--- Start Exercise input ---
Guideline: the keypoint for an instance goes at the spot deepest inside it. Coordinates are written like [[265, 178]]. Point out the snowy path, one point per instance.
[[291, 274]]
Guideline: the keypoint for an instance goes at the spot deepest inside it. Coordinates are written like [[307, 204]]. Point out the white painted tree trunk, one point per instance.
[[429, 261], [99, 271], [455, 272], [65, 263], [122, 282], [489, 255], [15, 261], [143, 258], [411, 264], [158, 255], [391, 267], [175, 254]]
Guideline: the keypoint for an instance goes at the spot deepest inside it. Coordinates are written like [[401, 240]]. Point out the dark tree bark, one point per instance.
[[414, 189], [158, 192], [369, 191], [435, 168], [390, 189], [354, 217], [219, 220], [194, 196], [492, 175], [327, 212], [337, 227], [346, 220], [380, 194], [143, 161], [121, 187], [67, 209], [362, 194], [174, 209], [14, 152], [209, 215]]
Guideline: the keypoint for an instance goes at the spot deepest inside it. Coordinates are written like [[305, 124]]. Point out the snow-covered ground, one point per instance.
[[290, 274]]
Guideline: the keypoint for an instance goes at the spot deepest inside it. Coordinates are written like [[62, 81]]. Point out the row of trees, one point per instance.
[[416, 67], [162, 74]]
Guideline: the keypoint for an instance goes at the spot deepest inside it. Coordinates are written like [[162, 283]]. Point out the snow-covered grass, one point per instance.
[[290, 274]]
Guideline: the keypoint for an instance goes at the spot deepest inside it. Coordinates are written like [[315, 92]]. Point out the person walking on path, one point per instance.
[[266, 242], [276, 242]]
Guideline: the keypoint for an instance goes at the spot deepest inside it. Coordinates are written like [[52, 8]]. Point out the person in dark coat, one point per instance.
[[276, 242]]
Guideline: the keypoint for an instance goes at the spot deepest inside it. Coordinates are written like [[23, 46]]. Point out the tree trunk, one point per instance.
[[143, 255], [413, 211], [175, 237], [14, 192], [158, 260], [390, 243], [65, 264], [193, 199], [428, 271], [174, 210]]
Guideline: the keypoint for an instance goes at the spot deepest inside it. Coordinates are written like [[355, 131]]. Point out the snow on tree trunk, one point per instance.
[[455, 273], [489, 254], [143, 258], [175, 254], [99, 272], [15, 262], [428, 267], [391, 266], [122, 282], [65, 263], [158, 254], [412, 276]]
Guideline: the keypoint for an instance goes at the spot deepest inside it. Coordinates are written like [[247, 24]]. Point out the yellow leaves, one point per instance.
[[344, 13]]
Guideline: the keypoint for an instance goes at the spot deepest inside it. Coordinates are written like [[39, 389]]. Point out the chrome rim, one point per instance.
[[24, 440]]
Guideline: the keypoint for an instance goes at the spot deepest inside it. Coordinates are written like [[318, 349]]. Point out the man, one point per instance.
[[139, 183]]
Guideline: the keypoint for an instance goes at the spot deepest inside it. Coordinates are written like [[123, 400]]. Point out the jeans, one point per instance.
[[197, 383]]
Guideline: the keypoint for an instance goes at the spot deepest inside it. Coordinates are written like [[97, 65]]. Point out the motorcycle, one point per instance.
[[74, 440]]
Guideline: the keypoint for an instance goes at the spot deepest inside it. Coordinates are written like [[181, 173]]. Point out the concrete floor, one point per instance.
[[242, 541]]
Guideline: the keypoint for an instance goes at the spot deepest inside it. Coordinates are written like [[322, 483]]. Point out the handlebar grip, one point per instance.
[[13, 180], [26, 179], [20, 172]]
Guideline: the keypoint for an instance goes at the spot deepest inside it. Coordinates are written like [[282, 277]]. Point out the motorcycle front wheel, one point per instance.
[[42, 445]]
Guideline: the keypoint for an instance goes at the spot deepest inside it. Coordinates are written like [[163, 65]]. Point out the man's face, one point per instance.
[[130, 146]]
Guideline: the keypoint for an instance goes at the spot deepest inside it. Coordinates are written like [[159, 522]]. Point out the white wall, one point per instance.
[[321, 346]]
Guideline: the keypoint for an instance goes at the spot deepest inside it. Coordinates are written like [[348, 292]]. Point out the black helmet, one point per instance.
--- End Exercise input ---
What the task asks - Rewrite these records as a numbered list, leaving out any blank lines.

Exercise response -
1. Guideline: the keypoint for an instance goes at the spot deepest inside it. Coordinates are written like [[265, 178]]. Point out the snowy path, one point per instance.
2. [[291, 274]]
3. Guideline: the keypoint for an instance goes at the spot deepest inside it. Coordinates are written like [[307, 204]]. Point out the white painted tree trunk, one point per instance.
4. [[429, 261], [99, 271], [455, 272], [65, 263], [122, 282], [489, 255], [15, 261], [143, 258], [411, 264], [158, 255], [391, 267], [175, 254]]
5. Guideline: the keypoint for an instance goes at the spot deepest inside it. Coordinates are written like [[401, 240]]. Point out the dark tree bark, one point per instance.
6. [[414, 189], [158, 192], [369, 191], [435, 168], [390, 189], [354, 217], [219, 220], [194, 196], [492, 175], [327, 212], [337, 227], [346, 220], [380, 194], [143, 161], [121, 187], [67, 209], [362, 194], [174, 209], [14, 152], [209, 215]]
7. Guideline: the keypoint for an instance goes at the spot deepest inside it. Coordinates are written like [[305, 124]]. Point out the snow-covered ground, one point per instance.
8. [[290, 274]]
9. Guideline: the keypoint for an instance goes at the spot deepest inside it. Coordinates are written like [[62, 81]]. Point out the row of trees, one point per instance.
10. [[416, 67], [162, 74]]
11. Guideline: the keypoint for an instance goes at the spot deepest inside it. Coordinates are written like [[162, 283]]. Point out the snow-covered grass, one point per instance.
12. [[290, 274]]
13. Guideline: the keypoint for an instance goes at the spot deepest inside it. Coordinates are written like [[315, 92]]. Point out the person walking on path, one point per instance.
14. [[266, 242], [276, 242]]
15. Guideline: the keypoint for an instance goes at the spot deepest inside it. Coordinates are written like [[52, 8]]. Point out the person in dark coat, one point per instance.
16. [[276, 242]]
17. Guideline: the keypoint for an instance goes at the spot deepest inside it. Coordinates are written like [[23, 46]]. Point out the tree trunk, one point per instance.
18. [[143, 255], [413, 211], [175, 237], [14, 192], [158, 260], [390, 243], [65, 264], [193, 199], [428, 271], [174, 210]]
19. Guideline: the keypoint for an instance goes at the spot deepest inside it. Coordinates are written like [[355, 131]]. Point out the snow on tree trunk, one point per instance.
20. [[455, 273], [489, 254], [143, 258], [175, 254], [99, 272], [15, 262], [428, 267], [391, 266], [122, 282], [65, 263], [158, 254], [412, 276]]
21. Guideline: the keypoint for an instance goes at the spot deepest inside it. Coordinates are written like [[247, 24]]. Point out the yellow leaves, one point per instance.
22. [[344, 13]]
23. Guideline: the keypoint for an instance goes at the spot deepest inside it. Coordinates are written like [[39, 389]]. Point out the chrome rim, one point per instance.
24. [[24, 440]]
25. Guideline: the keypoint for an instance goes at the spot deepest inside it. Coordinates are written like [[318, 349]]. Point out the man, one point per instance.
26. [[139, 183]]
27. Guideline: the keypoint for an instance goes at the spot deepest inside it. Coordinates are written like [[123, 400]]. Point out the jeans, one point per instance.
28. [[197, 383]]
29. Guideline: the keypoint for an instance goes at the spot deepest inside it. Coordinates are written like [[97, 65]]. Point out the motorcycle, one point per instance.
30. [[74, 440]]
31. Guideline: the keypoint for an instance goes at the spot deepest inside it. Coordinates are written like [[181, 173]]. Point out the concrete floor, one point per instance.
32. [[242, 541]]
33. Guideline: the keypoint for an instance goes at the spot deepest inside it. Coordinates are written like [[322, 483]]. Point out the handlebar grip, one point per instance.
34. [[13, 180], [26, 179], [20, 172]]
35. Guideline: the keypoint for an instance goes at the spot deepest inside it. Coordinates are written like [[282, 277]]. Point out the motorcycle front wheel, one point per instance.
36. [[42, 445]]
37. Guideline: the keypoint for an instance goes at the spot deepest inside it. Coordinates are written like [[163, 65]]. Point out the man's face, one point per instance.
38. [[130, 146]]
39. Guideline: the keypoint for an instance goes at the spot deepest inside it. Coordinates are written like [[159, 522]]. Point out the white wall, one point per instance.
40. [[321, 346]]
41. Guideline: the keypoint for an instance goes at the spot deepest inside it. Coordinates are written like [[348, 292]]. Point out the black helmet, one point per instance.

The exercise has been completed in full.